> [Written instruction]:
Copy every record word for word.

Entries from a pointing dataset
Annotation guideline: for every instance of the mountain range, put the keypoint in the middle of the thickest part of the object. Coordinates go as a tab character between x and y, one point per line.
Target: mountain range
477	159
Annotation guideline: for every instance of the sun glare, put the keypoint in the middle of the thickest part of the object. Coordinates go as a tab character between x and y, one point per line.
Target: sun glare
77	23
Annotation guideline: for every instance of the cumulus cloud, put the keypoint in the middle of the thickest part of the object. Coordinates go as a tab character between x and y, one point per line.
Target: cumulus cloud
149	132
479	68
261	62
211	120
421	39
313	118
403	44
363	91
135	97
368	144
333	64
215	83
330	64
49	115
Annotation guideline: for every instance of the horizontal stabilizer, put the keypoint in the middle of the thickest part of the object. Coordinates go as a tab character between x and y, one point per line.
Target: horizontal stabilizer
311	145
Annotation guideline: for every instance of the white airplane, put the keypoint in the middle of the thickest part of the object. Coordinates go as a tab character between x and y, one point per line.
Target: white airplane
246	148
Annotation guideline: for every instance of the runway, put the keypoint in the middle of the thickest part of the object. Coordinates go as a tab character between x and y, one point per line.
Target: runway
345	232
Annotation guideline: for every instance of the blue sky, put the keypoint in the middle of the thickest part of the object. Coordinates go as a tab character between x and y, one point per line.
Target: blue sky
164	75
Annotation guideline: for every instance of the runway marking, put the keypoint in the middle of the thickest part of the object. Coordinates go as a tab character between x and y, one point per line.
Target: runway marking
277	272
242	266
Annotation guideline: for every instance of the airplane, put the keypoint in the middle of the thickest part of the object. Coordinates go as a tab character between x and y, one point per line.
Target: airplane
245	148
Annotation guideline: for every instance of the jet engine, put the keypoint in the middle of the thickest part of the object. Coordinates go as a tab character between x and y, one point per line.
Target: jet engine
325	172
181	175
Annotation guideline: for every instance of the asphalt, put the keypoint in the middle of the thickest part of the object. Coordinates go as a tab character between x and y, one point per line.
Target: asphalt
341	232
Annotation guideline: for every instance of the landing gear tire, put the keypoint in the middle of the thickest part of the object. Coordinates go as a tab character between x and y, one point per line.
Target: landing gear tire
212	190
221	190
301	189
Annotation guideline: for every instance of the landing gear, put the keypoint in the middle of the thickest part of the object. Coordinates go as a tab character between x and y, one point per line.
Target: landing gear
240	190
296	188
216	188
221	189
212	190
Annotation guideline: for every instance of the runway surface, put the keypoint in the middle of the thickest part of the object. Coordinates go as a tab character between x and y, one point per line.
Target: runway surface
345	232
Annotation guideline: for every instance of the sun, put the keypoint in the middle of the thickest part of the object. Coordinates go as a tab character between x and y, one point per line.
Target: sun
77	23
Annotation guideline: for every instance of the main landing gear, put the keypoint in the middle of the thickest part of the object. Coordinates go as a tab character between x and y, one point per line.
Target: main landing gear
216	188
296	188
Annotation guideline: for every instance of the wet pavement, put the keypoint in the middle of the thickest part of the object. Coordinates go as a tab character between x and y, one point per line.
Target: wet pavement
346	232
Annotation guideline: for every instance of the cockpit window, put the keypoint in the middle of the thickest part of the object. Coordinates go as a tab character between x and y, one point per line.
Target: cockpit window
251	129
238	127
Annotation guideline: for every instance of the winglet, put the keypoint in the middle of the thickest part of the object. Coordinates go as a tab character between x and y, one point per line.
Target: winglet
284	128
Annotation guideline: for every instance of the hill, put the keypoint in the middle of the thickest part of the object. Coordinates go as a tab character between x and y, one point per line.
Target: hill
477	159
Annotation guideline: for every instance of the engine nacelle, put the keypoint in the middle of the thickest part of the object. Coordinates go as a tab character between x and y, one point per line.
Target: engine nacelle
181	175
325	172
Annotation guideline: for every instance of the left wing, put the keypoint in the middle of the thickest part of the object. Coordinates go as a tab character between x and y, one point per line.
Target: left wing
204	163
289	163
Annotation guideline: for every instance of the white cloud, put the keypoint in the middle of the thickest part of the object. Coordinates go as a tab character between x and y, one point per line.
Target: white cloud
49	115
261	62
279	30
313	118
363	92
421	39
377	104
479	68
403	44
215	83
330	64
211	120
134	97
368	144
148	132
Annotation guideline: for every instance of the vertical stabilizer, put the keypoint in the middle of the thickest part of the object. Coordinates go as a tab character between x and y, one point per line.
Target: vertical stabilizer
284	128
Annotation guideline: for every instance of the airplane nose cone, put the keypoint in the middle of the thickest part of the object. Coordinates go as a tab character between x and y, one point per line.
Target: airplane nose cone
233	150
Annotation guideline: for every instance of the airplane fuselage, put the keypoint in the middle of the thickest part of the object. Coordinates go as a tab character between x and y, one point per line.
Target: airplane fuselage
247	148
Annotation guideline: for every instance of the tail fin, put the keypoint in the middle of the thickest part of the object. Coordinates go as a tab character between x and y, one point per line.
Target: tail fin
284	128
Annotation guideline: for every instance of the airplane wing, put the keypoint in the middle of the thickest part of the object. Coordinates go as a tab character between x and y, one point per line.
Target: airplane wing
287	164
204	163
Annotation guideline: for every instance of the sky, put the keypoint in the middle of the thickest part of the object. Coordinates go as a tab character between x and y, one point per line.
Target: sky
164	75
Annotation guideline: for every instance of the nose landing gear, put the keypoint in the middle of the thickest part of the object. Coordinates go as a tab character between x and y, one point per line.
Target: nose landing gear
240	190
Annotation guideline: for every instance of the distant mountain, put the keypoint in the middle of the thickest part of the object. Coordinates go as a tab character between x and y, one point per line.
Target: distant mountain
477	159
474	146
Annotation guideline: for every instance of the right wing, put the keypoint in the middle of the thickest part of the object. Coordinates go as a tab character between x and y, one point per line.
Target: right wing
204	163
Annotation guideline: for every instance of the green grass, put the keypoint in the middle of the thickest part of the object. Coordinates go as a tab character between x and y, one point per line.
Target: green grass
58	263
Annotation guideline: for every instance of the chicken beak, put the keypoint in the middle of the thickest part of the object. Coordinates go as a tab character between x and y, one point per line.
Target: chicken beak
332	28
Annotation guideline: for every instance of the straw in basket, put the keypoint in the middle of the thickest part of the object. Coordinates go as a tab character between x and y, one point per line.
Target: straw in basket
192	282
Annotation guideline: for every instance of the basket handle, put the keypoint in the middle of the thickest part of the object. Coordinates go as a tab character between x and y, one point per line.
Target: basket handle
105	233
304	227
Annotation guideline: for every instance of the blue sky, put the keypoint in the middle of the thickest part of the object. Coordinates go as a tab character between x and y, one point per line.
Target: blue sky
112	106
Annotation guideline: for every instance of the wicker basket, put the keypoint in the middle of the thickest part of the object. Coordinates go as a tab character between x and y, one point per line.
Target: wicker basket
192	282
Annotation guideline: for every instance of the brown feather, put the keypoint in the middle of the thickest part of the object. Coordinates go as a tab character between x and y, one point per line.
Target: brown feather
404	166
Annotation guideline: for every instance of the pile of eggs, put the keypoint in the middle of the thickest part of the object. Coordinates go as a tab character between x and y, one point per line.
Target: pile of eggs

> [Answer to the exercise]:
Annotation guideline: for every instance of the mountain range, put the keypoint in the middle of the thickest part of the object. Coordinates go as a tab character between x and y, one point per line.
Target: mountain range
477	159
Annotation guideline: for every instance of the sun glare, put the keypoint in the middle of the thickest part of the object. Coordinates go as a tab character between x and y, one point per line.
Target: sun glare
77	23
Annotation guideline: for every instance of the cumulus cloud, put the keypoint in the middle of the thickest part of the object. Coordinates go as a tab character between x and y, one point per line.
Target: cumulus cloud
149	132
479	68
261	62
211	120
421	39
313	118
403	44
363	91
135	97
368	144
333	64
215	83
330	64
49	115
Annotation guideline: for every instance of the horizontal stabilizer, put the keypoint in the middle of the thickest part of the object. Coordinates go as a tab character between x and y, one point per line.
Target: horizontal stabilizer
311	145
Annotation guideline: for every instance of the white airplane, put the keypoint in the middle of the thickest part of the object. Coordinates go as a tab character between x and y, one point per line.
Target: white airplane
246	148
Annotation guideline: for every instance of the runway, put the keypoint in the middle of the thickest part of the object. Coordinates go as a tab character between x and y, one point per line.
Target: runway
345	232
Annotation guideline: for every instance of the blue sky, put the keypoint in the middle of the thickest part of the object. Coordinates go as a tab character between x and y, one point per line.
Target: blue sky
164	75
Annotation guideline: for every instance of the runway marking, put the keypoint in the middle of the thickest part of the object. Coordinates go as a tab character between x and y, one point per line.
Target: runway marking
277	272
242	266
Annotation guideline: for every instance of the airplane, put the keypoint in the middle of the thickest part of the object. Coordinates go as a tab character between x and y, one point per line.
Target: airplane
245	148
Annotation guideline: for every instance of the jet engine, put the keypoint in the middle of the thickest part of the object. Coordinates go as a tab character between x and y, one point per line.
Target: jet engine
325	172
181	175
Annotation guideline: for every instance of the asphalt, put the keypoint in the middle of the thickest part of the object. Coordinates go as a tab character between x and y, one point per line.
Target: asphalt
341	232
Annotation guideline: for every instance of the landing gear tire, put the keypoint in the middle of the thickest part of the object. Coordinates go as a tab character between x and y, one point per line.
Target: landing gear tire
212	190
221	190
301	189
Annotation guideline: for every instance of the landing gear, put the keypoint in the middle of the thickest part of the object. Coordinates go as a tab character between x and y, one point per line.
Target: landing gear
240	190
296	188
216	188
221	189
212	190
Annotation guideline: for every instance of the runway surface, put the keypoint in the middle of the thickest part of the object. Coordinates go as a tab character between x and y, one point per line.
Target: runway surface
345	232
Annotation guideline: for every instance of the sun, put the keypoint in the middle of the thickest part of the object. Coordinates go as a tab character between x and y, one point per line.
Target: sun
77	23
Annotation guideline: for every instance of the main landing gear, put the keypoint in the middle of the thickest part of the object. Coordinates go as a tab character between x and y, one point per line.
Target: main landing gear
216	188
296	188
Annotation guideline: for every instance of the wet pavement, put the keypoint in the middle of the thickest part of the object. Coordinates go as a tab character between x and y, one point per line.
Target: wet pavement
346	232
Annotation guideline: for every instance of the cockpit window, put the keypoint in the middle of the thickest part of the object. Coordinates go as a tab character between x and y, one point per line.
Target: cockpit window
251	129
238	127
Annotation guideline: for every instance of the winglet, put the keypoint in the middle of the thickest part of the object. Coordinates go as a tab character between x and y, one point per line.
Target: winglet
284	128
Annotation guideline: for every instance of the hill, put the keypoint in the middle of the thickest part of the object. Coordinates go as a tab character between x and y, one point per line.
Target: hill
477	159
Annotation guideline: for every instance of the engine nacelle, put the keypoint in the middle of the thickest part of the object. Coordinates go as a tab character between x and y, one point per line.
Target: engine nacelle
181	175
325	172
Annotation guideline: for every instance of the left wing, put the keypoint in the middle of the thickest part of the object. Coordinates go as a tab character between x and y, one point per line.
Target: left wing
204	163
289	163
Annotation guideline: for every instance of the white cloud, put the keypoint in the middle of the thickest part of the object. Coordinates go as a tab character between x and y, one point per line.
Target: white cloud
49	115
261	62
279	30
313	118
363	92
421	39
377	104
479	68
403	44
215	83
330	64
211	120
134	97
368	144
148	132
Annotation guideline: for every instance of the vertical stabilizer, put the keypoint in the middle of the thickest part of the object. Coordinates go as a tab character between x and y, one point per line.
Target: vertical stabilizer
284	128
Annotation guideline: for every instance of the airplane nose cone, put the keypoint in the middle of the thickest part of the object. Coordinates go as a tab character between x and y, one point per line.
Target: airplane nose cone
233	150
Annotation guideline: for every instance of the airplane fuselage, put the keypoint in the middle of the thickest part of the object. Coordinates go as a tab character between x and y, one point per line.
Target: airplane fuselage
247	148
Annotation guideline: for every instance of the tail fin, put the keypoint in the middle of the thickest part of the object. Coordinates go as a tab character between x and y, one point per line.
Target: tail fin
284	128
Annotation guideline: for every instance of the airplane wing, put the keypoint in the middle of the thickest part of the object. Coordinates go as a tab character between x and y, one point per line.
Target: airplane wing
287	164
204	163
Annotation guideline: for every instance of the sky, put the keypoint in the middle of the thickest part of the object. Coordinates go as a tab character between x and y, one point per line.
Target: sky
164	75
Annotation guideline: for every instance of the nose landing gear, put the keypoint in the middle of the thickest part of the object. Coordinates go as a tab character between x and y, one point per line.
Target: nose landing gear
240	190
Annotation guideline: for every instance of the distant mountain, put the keypoint in the middle of the thickest part of the object. Coordinates go as a tab character between x and y, one point per line.
Target: distant mountain
477	159
474	146
Annotation guideline: for every instance of the right wing, put the keypoint in the middle of the thickest part of the object. Coordinates go as a tab character between x and y, one point per line.
Target: right wing
204	163
Annotation guideline: for every instance of the green grass, put the keypoint in the middle of the thickest part of the object. Coordinates go as a tab character between x and y, one point per line.
Target: green grass
58	263
Annotation guideline: for every instance of the chicken beak, put the keypoint in the middle of the thickest part of the object. Coordinates go as a tab character between x and y, one point per line.
Target: chicken beak
332	28
Annotation guideline: for every instance of the straw in basket, put the keypoint in the middle of the thickest part of the object. Coordinates go as a tab character between x and y, one point per line.
Target: straw in basket
192	282
Annotation guideline: for every instance of the basket handle, put the keypoint in the middle of the thickest part of the object. Coordinates go as a tab character between x and y, one point per line.
Target: basket handle
105	233
304	227
Annotation guideline: for every instance of the blue sky, put the keypoint in the middle of the thickest part of the object. Coordinates go as a tab character between x and y, one point per line.
Target: blue sky
112	106
Annotation guideline: for every instance of the wicker basket, put the keypoint in the middle of the thickest part of the object. Coordinates go as a tab character between x and y, one point per line.
Target: wicker basket
192	282
Annotation guideline: for every instance of the brown feather, put the keypoint in the middle of the thickest part of the object. Coordinates go as a tab character between x and y, one point per line.
Target: brown feather
404	166
Annotation guideline: for every instance of the pile of eggs, put the keypoint in the middle of the thickest part of the object. Coordinates go as a tab character between x and y, one point per line.
Target: pile of eggs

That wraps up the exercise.